**To do**
Render the data below as a JSON list of strings with one string per line, omitting any blank lines.

**Record extracts**
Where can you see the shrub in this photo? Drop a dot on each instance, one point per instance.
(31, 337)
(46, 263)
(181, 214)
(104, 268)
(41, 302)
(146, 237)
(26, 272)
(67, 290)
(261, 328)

**Solution to the problem**
[
  "Where can you see the shrub in this photo? Drop a dot on each instance, one point per instance.",
  "(31, 337)",
  "(46, 263)",
  "(181, 214)",
  "(104, 268)",
  "(41, 302)",
  "(146, 237)",
  "(26, 272)",
  "(67, 290)",
  "(261, 328)"
]